Think you’ve seen fewer open house signs in San Francisco lately? That is likely the case, but perhaps for a different reason than you might expect. It’s not necessarily because there are fewer homes for sale, but because real estate agents are simply not posting “for sale” signs in front of their listings. The same is true for “open house” directional A-frame signs.
“Posting a for-sale sign seems tantamount to saying ‘Vacant and Staged, Come Break-In’,” said Matt Fuller, co-founder of Jackson Fuller Real Estate and a past president of the San Francisco Association of Realtors. “The thinking is that serious home buyers are using an app to assist them in their home search.”
When buyers use an app, they know when open homes are scheduled, and more likely than not have a map with GPS already in the app. This eliminates the need to have for-sale signs in front of houses, and open-home A-frames crowding corners. Open homes are back, but the signs may be gone forever.
A NUMBERS GAME
The question remains: Are there fewer homes on the market right now? According to Ted Andersen with the San Francisco Business Times, the net number of homes on the market in the city, which peaked in October, dropped in early November to 1,150. Inventory levels were down 36 percent on a year-over-year basis, but were still 25 percent above 2019 for the same period.
There are homes for sale throughout the city, but unfortunately, not enough of them. The number of well-qualified buyers is still far greater than the number of homes available for purchase.

[Required work] Condense the paragraph beginning "The question remains" from the passage on San Francisco real estate signs into a shorter paragraph that keeps its main facts. The dataset items that follow are not required for this work.

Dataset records
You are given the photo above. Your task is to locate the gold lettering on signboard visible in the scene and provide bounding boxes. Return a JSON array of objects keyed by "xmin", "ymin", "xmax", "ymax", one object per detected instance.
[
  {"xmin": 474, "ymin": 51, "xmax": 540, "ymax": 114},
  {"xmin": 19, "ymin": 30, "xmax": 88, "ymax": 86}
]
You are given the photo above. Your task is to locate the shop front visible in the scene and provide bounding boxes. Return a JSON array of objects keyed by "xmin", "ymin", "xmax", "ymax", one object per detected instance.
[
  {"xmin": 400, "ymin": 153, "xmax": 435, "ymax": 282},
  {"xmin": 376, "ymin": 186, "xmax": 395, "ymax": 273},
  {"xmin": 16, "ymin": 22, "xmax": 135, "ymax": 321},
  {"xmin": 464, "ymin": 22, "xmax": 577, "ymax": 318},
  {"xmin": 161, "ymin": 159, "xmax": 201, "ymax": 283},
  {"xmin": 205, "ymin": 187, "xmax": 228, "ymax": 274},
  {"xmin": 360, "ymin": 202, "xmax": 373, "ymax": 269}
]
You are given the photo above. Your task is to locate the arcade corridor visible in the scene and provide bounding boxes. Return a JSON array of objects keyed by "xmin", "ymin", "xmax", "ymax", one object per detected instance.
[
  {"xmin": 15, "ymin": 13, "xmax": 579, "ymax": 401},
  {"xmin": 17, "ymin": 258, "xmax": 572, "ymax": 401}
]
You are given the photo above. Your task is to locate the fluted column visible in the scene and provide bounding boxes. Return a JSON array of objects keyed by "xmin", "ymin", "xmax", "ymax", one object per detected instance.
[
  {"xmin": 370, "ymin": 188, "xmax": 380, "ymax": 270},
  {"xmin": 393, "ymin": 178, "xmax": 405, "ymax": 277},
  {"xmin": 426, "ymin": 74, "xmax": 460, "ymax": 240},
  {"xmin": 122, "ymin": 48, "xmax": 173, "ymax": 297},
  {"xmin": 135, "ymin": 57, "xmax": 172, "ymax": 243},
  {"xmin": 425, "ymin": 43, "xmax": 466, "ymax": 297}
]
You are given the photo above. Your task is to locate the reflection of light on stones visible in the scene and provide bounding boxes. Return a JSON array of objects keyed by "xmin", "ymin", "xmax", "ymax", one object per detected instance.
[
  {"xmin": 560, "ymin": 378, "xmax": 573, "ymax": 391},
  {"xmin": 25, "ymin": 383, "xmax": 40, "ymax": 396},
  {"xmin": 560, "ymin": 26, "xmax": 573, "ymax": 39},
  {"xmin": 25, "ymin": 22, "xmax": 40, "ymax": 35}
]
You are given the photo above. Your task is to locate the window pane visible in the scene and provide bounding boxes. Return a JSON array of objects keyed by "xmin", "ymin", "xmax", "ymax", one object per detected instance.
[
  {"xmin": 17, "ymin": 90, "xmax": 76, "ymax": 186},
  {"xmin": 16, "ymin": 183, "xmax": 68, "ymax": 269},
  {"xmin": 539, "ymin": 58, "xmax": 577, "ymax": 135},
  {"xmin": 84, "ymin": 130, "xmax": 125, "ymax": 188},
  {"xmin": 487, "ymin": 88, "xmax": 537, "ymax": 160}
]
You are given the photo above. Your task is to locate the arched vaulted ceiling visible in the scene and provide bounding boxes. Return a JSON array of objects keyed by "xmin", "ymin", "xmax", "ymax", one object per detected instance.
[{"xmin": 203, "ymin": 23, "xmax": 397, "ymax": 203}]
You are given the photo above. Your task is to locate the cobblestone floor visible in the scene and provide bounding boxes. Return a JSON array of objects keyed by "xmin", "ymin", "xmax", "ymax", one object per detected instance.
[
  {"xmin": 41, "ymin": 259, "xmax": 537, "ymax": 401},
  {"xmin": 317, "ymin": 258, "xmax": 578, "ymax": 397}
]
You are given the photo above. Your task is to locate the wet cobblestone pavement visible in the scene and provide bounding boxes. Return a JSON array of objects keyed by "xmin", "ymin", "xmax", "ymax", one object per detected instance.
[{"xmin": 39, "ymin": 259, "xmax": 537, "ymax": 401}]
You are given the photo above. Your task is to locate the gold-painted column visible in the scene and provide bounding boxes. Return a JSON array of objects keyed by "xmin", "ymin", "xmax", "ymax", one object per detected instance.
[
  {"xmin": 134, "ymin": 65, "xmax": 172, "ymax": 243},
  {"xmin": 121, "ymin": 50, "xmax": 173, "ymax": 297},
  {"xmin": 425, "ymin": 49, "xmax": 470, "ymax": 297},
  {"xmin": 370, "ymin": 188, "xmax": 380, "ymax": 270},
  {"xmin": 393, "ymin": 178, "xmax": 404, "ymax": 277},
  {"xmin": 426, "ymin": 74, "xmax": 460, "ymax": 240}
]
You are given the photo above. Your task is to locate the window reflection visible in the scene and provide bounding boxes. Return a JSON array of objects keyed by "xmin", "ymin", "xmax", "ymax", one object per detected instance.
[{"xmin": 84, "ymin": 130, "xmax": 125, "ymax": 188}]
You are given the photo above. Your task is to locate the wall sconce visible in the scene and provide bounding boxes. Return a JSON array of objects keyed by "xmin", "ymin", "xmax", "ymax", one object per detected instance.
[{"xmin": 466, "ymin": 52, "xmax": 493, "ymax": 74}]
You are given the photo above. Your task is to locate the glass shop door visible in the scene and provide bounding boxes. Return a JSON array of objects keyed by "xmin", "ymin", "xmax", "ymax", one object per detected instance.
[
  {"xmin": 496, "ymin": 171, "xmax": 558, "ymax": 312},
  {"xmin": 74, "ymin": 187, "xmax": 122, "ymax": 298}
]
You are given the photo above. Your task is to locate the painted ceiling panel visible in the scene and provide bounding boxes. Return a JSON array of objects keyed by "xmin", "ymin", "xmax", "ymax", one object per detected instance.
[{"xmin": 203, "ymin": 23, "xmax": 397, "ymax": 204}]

[Answer box] Ted Andersen of the San Francisco Business Times reports that the city's net number of homes on the market peaked in October and fell to 1,150 in early November. Inventory was 36 percent lower than a year earlier but 25 percent higher than in the same period of 2019.